- [Exercise description] A word-for-word copy of the records below is required.
(Information)
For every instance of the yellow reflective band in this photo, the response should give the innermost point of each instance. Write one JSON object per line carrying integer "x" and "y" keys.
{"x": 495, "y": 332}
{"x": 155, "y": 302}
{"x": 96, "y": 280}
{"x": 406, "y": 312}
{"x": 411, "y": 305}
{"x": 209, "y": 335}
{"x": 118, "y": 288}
(End Information)
- [Expected output]
For every instance of the yellow reflective band in this photo, the response should give the innermost point of each instance. Write one JSON object per line carrying integer "x" and "y" keys.
{"x": 495, "y": 332}
{"x": 155, "y": 302}
{"x": 96, "y": 280}
{"x": 406, "y": 312}
{"x": 411, "y": 305}
{"x": 209, "y": 335}
{"x": 118, "y": 288}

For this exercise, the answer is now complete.